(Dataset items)
=== Section Start ===

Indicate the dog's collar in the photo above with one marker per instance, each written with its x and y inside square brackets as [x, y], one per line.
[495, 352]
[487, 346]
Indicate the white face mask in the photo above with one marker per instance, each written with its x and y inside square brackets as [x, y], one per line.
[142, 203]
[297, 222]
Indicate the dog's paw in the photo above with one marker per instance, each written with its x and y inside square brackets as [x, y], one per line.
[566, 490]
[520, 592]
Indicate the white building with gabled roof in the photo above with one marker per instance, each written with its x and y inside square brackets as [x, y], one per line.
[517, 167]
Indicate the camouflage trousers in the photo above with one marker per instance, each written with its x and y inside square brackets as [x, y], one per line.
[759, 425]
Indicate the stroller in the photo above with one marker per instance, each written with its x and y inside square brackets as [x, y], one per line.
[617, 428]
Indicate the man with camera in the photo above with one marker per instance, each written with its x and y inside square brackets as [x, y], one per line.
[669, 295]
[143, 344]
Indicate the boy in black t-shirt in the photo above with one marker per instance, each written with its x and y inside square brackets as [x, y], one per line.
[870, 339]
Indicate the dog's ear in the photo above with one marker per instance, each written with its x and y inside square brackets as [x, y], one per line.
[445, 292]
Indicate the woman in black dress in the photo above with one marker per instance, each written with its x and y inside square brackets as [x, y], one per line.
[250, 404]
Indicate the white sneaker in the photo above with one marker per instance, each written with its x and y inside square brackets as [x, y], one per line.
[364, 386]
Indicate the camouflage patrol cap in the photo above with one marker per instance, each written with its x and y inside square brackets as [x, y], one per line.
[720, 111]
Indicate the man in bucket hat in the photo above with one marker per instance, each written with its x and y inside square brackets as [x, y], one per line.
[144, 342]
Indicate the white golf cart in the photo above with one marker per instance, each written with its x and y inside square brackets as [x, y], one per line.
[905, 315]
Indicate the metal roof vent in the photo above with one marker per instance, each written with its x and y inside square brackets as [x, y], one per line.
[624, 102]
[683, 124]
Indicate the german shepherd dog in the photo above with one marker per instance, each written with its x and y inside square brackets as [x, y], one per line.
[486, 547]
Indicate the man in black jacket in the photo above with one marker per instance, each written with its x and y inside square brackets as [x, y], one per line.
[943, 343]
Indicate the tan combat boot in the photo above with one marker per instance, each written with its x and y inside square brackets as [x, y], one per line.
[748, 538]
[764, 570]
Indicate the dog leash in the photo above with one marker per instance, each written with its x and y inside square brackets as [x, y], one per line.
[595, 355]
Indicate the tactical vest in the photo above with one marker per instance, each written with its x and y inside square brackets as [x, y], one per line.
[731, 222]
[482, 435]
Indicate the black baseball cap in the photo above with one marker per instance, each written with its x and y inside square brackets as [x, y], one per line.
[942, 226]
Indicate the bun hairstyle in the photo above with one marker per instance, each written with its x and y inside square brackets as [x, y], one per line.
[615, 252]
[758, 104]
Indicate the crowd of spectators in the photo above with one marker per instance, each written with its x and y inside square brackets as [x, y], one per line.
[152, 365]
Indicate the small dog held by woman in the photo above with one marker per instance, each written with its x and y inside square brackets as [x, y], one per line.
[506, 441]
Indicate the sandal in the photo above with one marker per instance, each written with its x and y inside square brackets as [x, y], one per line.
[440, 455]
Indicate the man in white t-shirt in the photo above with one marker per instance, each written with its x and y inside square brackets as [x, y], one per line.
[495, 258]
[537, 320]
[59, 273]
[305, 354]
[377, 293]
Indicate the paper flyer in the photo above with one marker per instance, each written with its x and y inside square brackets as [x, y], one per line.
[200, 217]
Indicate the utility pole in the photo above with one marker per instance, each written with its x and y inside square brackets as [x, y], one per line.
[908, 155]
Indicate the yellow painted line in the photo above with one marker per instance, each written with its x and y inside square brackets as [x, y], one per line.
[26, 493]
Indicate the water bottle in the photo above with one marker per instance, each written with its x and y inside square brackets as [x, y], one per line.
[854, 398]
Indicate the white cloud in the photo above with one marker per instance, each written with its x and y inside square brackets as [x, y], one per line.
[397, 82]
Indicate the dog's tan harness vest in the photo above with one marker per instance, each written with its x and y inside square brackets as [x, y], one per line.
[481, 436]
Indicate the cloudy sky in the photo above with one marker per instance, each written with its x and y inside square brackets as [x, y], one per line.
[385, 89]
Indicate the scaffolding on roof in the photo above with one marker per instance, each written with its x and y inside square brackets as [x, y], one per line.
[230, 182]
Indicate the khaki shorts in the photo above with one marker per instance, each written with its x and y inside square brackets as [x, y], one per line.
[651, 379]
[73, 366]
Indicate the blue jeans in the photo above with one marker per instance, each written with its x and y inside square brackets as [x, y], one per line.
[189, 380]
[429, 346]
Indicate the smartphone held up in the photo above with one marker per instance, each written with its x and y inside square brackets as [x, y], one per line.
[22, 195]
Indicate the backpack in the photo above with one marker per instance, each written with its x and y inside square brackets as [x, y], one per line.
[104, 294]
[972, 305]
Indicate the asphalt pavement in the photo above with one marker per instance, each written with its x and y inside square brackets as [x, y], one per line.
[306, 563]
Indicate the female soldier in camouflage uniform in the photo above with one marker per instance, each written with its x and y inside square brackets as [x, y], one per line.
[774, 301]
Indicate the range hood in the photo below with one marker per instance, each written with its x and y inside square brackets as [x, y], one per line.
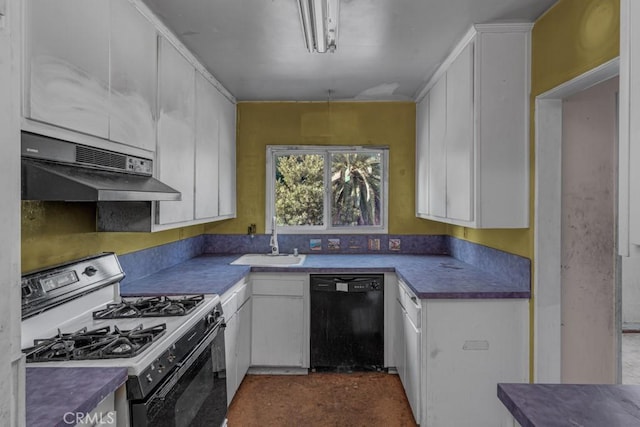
[57, 170]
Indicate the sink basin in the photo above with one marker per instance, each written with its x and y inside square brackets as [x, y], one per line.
[266, 260]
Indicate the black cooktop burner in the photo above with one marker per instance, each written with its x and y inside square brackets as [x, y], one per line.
[95, 344]
[160, 306]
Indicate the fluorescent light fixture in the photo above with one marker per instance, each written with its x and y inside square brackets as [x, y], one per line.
[319, 24]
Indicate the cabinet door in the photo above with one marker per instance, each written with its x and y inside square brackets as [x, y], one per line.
[68, 64]
[230, 354]
[134, 77]
[459, 136]
[413, 361]
[208, 107]
[437, 173]
[227, 161]
[244, 340]
[277, 331]
[399, 350]
[176, 143]
[422, 156]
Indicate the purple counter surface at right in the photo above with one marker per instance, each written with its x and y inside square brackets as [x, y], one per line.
[560, 405]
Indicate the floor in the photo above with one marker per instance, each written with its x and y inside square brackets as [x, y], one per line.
[631, 358]
[321, 399]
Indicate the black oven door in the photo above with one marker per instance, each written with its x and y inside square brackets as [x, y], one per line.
[195, 395]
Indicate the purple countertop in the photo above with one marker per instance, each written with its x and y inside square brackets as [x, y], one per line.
[586, 405]
[429, 276]
[56, 395]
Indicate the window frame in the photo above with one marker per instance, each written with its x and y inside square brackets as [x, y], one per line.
[326, 151]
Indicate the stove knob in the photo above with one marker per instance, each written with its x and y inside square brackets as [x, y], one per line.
[211, 318]
[90, 271]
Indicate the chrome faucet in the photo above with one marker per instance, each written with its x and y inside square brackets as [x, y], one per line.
[273, 242]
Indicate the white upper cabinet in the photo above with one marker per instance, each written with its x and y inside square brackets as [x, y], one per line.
[207, 146]
[477, 141]
[134, 79]
[436, 186]
[227, 175]
[459, 137]
[67, 64]
[176, 140]
[108, 73]
[422, 156]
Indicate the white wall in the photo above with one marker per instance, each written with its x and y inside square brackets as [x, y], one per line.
[589, 253]
[11, 362]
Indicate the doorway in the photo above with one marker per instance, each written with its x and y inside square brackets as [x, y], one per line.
[588, 229]
[568, 307]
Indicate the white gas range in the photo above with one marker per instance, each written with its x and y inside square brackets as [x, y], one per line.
[73, 316]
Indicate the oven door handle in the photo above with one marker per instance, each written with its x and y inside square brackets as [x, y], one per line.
[186, 363]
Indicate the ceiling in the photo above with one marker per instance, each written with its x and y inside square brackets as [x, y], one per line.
[386, 49]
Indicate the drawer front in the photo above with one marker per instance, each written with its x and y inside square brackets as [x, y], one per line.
[229, 304]
[411, 303]
[243, 294]
[278, 287]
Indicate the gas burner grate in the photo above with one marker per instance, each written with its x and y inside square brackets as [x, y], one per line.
[160, 306]
[99, 343]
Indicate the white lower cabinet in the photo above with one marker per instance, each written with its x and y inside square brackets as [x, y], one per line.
[451, 354]
[280, 327]
[236, 309]
[408, 326]
[469, 347]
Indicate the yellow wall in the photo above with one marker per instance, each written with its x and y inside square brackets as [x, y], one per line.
[326, 123]
[56, 232]
[573, 37]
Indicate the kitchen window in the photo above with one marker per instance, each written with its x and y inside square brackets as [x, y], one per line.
[331, 189]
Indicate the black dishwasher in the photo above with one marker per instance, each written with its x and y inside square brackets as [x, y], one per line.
[347, 322]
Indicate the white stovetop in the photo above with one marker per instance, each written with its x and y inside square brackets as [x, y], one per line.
[77, 314]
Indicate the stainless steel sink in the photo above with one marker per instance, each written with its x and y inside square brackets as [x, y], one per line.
[267, 260]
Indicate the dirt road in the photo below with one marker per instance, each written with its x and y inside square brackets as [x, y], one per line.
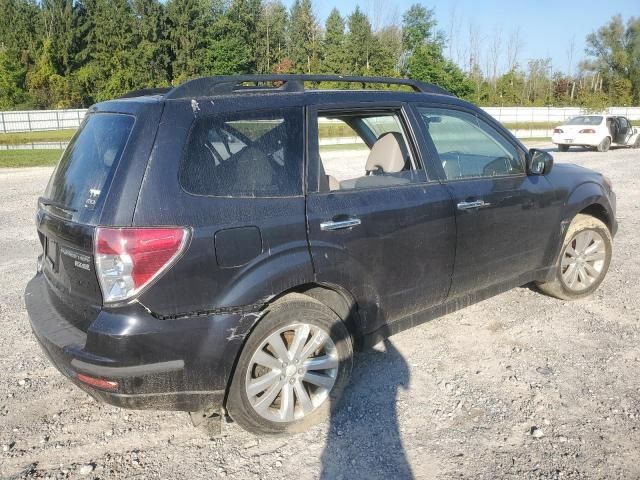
[519, 386]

=== Section End ===

Retype the lines starting with the one that holds "Indicate the kitchen" and ending with the last line of the data above, both included; skip the pictures.

Indicate the kitchen window in the photo above with one marker per instance, each written with its x and y inside square brackets as [x, y], one per line.
[331, 189]
Indicate the black dishwasher in the photo above with one marker per instance, each written with its x and y inside square brackets as [x, y], one per line.
[347, 322]
Indicate the white stovetop in the photo above with one marker per instance, each written with its x and y inside square brackets as [x, y], one per line.
[77, 314]
Indicate the stainless steel sink in the photo above with one marker per instance, each written with its x and y inside square brackets as [x, y], one per line.
[267, 260]
Indicate the dirt road in the photo below with one marker per instance, each written with its x and y inside square brackets as [x, y], one per line.
[519, 386]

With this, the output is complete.